■ **What is expected**: What you return has to match the listing below line for line.
%%
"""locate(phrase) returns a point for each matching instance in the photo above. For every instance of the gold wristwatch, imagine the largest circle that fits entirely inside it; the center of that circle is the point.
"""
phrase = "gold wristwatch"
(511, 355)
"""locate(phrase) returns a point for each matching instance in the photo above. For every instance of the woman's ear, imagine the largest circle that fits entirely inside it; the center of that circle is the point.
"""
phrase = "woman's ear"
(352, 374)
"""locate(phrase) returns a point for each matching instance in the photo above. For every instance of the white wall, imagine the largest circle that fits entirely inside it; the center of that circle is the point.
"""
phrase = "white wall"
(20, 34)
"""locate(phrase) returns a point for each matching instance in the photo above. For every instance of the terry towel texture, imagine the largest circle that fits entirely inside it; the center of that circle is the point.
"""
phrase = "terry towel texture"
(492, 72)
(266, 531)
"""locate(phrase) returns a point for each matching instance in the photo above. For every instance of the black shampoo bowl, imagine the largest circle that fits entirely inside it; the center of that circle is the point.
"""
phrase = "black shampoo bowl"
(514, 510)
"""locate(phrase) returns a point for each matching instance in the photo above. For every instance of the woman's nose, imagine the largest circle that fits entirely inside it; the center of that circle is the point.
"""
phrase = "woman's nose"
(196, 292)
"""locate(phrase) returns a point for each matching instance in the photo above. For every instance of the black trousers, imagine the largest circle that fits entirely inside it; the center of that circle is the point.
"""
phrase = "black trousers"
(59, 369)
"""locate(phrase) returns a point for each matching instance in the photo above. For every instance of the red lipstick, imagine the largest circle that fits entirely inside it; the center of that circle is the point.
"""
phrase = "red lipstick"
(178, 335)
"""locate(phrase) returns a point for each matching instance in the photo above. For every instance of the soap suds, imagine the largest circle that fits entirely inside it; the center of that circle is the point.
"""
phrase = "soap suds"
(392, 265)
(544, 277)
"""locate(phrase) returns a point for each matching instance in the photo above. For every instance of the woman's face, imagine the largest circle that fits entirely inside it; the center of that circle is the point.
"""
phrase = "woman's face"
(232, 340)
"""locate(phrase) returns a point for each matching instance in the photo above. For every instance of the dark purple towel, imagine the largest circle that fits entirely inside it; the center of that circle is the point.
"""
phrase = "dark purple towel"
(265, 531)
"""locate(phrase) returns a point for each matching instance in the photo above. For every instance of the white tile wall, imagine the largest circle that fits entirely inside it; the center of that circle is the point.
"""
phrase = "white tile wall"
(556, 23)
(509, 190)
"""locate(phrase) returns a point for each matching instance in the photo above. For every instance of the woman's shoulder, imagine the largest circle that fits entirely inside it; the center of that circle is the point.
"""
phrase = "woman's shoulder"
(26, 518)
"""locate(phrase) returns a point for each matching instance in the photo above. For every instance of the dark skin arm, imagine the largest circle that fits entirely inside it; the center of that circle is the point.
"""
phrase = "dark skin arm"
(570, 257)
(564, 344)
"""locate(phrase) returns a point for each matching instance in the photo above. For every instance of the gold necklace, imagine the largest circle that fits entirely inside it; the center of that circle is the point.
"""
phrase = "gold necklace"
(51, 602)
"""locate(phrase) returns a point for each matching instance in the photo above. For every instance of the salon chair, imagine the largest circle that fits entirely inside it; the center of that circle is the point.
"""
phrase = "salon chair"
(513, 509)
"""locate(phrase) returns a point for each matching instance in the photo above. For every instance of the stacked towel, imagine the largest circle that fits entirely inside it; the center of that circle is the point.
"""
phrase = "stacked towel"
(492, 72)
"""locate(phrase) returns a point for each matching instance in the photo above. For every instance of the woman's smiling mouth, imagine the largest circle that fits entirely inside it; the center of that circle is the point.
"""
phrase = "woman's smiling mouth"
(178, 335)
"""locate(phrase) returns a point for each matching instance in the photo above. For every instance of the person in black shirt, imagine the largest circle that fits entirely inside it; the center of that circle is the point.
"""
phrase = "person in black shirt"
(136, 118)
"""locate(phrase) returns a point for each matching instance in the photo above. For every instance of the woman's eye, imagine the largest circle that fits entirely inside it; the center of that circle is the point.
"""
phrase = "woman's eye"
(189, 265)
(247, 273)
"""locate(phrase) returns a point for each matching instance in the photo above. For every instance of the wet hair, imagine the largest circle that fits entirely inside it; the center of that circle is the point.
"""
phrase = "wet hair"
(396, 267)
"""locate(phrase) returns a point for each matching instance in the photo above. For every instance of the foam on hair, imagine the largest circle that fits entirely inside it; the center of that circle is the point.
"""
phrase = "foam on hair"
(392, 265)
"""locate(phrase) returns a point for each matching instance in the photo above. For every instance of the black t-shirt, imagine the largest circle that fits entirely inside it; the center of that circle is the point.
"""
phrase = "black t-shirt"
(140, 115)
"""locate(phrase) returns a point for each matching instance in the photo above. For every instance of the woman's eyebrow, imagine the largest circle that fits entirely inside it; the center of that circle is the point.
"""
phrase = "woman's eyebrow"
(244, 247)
%%
■ **Exercise output**:
"""locate(phrase) returns a point for each matching instance in the photo above. For every instance of the gold wristwatch, imagine the largest circle that fits entirely inside it; the center of that circle is the point.
"""
phrase = "gold wristwatch"
(511, 355)
"""locate(phrase) returns a point for each matching instance in the photo above. For every instance of the woman's ear, imagine the largest circle that fits entirely inside it; the center of that circle is the point.
"""
phrase = "woman's ear"
(352, 374)
"""locate(phrase) returns a point for each matching instance in the photo above. For every instance of the white wall, imagine the largest circle that fits entirely inside it; the center of that circle is the point.
"""
phrase = "white wall"
(20, 34)
"""locate(phrase) returns a point for each matching instance in the photo above. For every instance of the terry towel texture, imagine the largest circle that fits entirely inside it; the center of that circle is the point.
"""
phrase = "terry towel texture"
(492, 72)
(266, 531)
"""locate(phrase) returns a point for each matching instance in the photo above. For every instance of the black shampoo bowl, imagine the largest circle that fits entirely inside it; the center of that circle is the point.
"""
phrase = "black shampoo bowl"
(514, 510)
"""locate(phrase) returns a point for each matching instance in the photo above. For every instance of the woman's nose, imagine the largest circle that fits entirely inside it; the center of that circle is the point.
"""
phrase = "woman's nose"
(196, 292)
"""locate(phrase) returns a point for each matching instance in the photo above. For every instance of the black trousers, imagine the largest circle that fits entirely inside it; the center of that circle is the point.
"""
phrase = "black trousers"
(59, 369)
"""locate(phrase) returns a point for each matching instance in the photo above. For every instance of the red lipstick, imagine the largest circle that fits entirely inside it; the center of that circle is the point.
"""
phrase = "red lipstick"
(178, 335)
"""locate(phrase) returns a point for each matching instance in the photo above. For every instance of the soap suds, imagine the largest circle that fits entirely inside it; the center of that circle is the point.
"""
phrase = "soap suds"
(392, 265)
(544, 277)
"""locate(phrase) returns a point for each matching instance in the photo above. For every instance of the woman's face, imagine the largest circle that fits entirely inside it; the center of that circle is the point.
"""
phrase = "woman's face"
(232, 340)
"""locate(phrase) returns a point for each matching instance in the photo above. For every instance of the dark purple towel, imagine the largest circle that fits entirely inside it; the center of that circle is the point.
"""
phrase = "dark purple towel"
(265, 531)
"""locate(phrase) returns a point for each matching instance in the photo above. For every instance of the white tile wall, imagine the largest circle that fits entirely inside it; the center of that circle is the point.
"""
phrase = "white tile wall"
(556, 23)
(509, 190)
"""locate(phrase) returns a point for each matching instance in the photo above. For every instance of the woman's shoulder, imagine the largest circle that fits entirely inside it; the center of that circle is the point.
"""
phrase = "woman's shoulder"
(26, 518)
"""locate(phrase) returns a point for each matching instance in the photo above. For every instance of the dark skin arm, imagine the largest circle that fits entirely inside it; the center of that circle is the point.
"""
phrase = "dark skin arm"
(570, 257)
(564, 344)
"""locate(phrase) returns a point for each matching instance in the photo above. For every instance of the gold necklace, imagine the largest circle that fits entirely inside it; the center of that circle is the point.
"""
phrase = "gold necklace"
(51, 602)
"""locate(phrase) returns a point for each matching instance in the photo above. For every instance of the salon chair, imagine the largest circle that fits entirely inside it; the center of that circle is the point.
"""
phrase = "salon chair"
(513, 509)
"""locate(phrase) returns a point for each matching instance in the photo above. For every instance of the stacked towel, imagine the largest circle that fits entirely inside it; the center of that circle is the point.
"""
phrase = "stacked towel"
(492, 72)
"""locate(phrase) returns a point for each matching instance in the photo above. For every instance of the woman's smiling mouth, imagine the largest circle that fits entirely inside it; the center of that circle is the point.
"""
phrase = "woman's smiling mouth"
(178, 335)
"""locate(phrase) returns a point for each matching instance in the photo above. For every instance of the person in black shirt, imagine the largest circle that fits entirely inside it; the center of that circle is the point.
"""
phrase = "person in black shirt"
(136, 118)
"""locate(phrase) returns a point for each matching instance in the photo above. For every instance of the woman's eye, imagine the largest circle that fits entirely inside it; the center of that circle is the point.
"""
phrase = "woman's eye"
(189, 265)
(247, 273)
"""locate(phrase) returns a point for each matching instance in the photo above. For every instance of the wet hair, imagine the largest circle that fits entirely inside it; the center of that circle is the point.
"""
phrase = "wet hair"
(396, 267)
"""locate(phrase) returns a point for each matching instance in the photo above. For every instance of the foam on hair, imagine the largest circle that fits entirely inside it; the center of that circle is the point.
"""
phrase = "foam on hair"
(392, 265)
"""locate(phrase) returns a point for each matching instance in the photo above. For every instance of the black t-shirt, imagine the largest circle that fits entirely inside it; the center of that circle is the point.
"""
phrase = "black t-shirt"
(140, 115)
"""locate(phrase) returns a point for each matching instance in the photo above. For every instance of the woman's eyebrow, imagine the largest circle that fits entirely inside it; the center of that circle is the point.
"""
phrase = "woman's eyebrow"
(244, 247)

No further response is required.